## What you should do
Rewrite the records starting with the line that contains "in black suit" and going on through the line that contains "[189, 33, 300, 95]", replacing "Verify" with "Confirm" and keeping everything else the same. Leave the pictures out of your answer.

[BEGIN]

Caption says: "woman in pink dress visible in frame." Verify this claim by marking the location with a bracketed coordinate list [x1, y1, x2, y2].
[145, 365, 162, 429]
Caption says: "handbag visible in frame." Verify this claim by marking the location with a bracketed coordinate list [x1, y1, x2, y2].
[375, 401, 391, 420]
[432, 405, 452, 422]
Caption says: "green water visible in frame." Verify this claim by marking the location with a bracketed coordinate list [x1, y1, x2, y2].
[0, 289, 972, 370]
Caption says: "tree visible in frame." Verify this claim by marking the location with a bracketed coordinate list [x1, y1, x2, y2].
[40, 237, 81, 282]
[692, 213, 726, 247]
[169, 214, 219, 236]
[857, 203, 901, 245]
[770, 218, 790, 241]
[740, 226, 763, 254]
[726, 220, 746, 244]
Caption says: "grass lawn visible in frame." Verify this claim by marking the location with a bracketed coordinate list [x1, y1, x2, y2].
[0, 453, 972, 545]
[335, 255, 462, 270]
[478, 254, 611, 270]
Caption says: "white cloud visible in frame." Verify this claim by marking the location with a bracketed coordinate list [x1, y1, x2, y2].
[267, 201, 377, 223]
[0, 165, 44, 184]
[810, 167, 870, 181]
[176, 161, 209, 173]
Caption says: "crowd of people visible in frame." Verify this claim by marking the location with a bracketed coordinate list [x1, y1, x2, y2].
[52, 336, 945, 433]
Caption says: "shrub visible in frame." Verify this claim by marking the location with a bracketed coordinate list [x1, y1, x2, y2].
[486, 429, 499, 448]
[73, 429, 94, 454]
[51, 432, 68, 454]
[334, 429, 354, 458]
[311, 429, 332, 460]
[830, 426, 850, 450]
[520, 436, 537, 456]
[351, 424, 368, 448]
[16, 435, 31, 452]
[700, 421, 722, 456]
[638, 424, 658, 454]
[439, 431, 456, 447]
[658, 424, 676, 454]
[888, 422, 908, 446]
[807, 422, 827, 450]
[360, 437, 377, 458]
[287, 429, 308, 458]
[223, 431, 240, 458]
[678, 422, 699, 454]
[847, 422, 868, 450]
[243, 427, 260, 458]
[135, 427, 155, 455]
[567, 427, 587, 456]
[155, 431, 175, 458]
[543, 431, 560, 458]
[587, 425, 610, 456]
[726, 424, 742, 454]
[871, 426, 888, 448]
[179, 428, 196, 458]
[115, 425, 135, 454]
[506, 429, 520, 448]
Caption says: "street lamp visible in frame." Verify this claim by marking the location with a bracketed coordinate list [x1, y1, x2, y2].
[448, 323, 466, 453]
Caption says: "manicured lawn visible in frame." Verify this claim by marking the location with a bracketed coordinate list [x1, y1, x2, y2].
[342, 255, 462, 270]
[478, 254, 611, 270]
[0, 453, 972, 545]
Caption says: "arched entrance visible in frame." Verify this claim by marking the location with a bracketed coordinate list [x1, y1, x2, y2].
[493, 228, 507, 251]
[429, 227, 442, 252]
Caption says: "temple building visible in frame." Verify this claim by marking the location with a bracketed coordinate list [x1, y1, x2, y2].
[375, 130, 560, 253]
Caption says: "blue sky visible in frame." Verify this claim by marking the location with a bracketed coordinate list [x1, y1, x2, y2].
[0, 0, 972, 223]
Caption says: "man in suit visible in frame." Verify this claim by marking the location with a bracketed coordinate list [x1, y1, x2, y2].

[END]
[BEGIN]

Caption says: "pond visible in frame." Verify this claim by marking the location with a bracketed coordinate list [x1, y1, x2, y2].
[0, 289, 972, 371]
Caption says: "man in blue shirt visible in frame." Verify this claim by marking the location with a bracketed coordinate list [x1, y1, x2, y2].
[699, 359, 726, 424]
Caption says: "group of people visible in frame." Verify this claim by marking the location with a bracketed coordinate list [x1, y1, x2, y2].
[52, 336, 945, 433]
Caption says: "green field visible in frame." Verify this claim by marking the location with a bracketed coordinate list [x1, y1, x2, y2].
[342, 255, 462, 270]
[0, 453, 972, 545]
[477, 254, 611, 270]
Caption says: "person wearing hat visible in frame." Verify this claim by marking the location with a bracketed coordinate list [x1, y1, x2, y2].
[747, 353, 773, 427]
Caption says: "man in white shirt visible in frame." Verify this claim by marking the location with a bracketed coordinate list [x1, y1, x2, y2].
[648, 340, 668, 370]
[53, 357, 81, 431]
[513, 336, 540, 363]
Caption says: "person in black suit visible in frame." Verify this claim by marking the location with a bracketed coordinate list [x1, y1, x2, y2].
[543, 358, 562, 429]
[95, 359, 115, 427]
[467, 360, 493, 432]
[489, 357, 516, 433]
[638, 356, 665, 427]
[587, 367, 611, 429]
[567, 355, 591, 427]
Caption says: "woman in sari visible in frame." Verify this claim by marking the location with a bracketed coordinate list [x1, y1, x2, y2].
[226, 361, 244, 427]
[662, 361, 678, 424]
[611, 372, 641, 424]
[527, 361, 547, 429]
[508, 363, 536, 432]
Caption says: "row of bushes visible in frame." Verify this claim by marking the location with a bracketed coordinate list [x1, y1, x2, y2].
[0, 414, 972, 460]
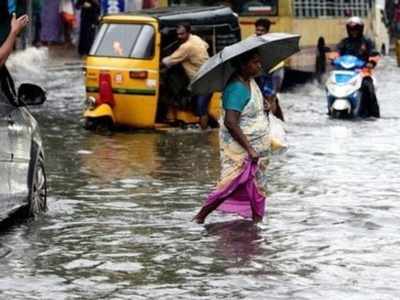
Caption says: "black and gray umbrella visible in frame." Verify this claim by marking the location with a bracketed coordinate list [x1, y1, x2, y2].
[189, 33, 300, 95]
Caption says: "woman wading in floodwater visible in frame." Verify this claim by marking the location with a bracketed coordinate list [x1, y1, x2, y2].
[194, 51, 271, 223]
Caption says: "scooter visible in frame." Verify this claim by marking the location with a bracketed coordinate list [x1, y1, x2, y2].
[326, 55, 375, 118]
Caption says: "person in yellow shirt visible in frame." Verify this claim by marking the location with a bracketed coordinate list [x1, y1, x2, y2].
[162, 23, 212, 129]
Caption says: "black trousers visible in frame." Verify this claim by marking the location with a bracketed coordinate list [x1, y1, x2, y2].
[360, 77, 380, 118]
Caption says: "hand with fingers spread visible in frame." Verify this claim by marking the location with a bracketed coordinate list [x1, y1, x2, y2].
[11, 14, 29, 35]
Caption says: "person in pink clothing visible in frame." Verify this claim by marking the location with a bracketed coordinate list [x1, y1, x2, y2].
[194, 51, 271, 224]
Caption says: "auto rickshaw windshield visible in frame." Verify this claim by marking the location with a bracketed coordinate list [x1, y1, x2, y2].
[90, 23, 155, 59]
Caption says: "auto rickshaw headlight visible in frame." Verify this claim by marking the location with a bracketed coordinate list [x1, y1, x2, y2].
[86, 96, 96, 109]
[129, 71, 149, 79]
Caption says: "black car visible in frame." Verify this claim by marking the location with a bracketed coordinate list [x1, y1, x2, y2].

[END]

## Task solution
Caption says: "person in black suit visible in frame." Confirm this claim by marking the location with a bracketed coordinate list [x1, y1, x2, y2].
[543, 358, 562, 429]
[95, 359, 115, 427]
[467, 360, 493, 432]
[489, 357, 516, 433]
[638, 356, 665, 427]
[587, 367, 611, 429]
[567, 355, 591, 427]
Caption says: "woman in sari visible in frame." Confirm this claim by marking the location with a bracketed coordinate list [x1, y1, x2, y2].
[226, 361, 244, 427]
[662, 361, 678, 424]
[611, 372, 641, 424]
[527, 361, 547, 429]
[508, 363, 536, 432]
Caption says: "row of bushes visible in frame." Confirm this claim by marking the location with a bracketed coordinate list [x1, y1, x2, y2].
[0, 414, 972, 460]
Caption says: "black and gray umbrella visible in frame." Confirm this claim by marking the location with a bracketed coordinate list [x1, y1, x2, y2].
[189, 33, 300, 95]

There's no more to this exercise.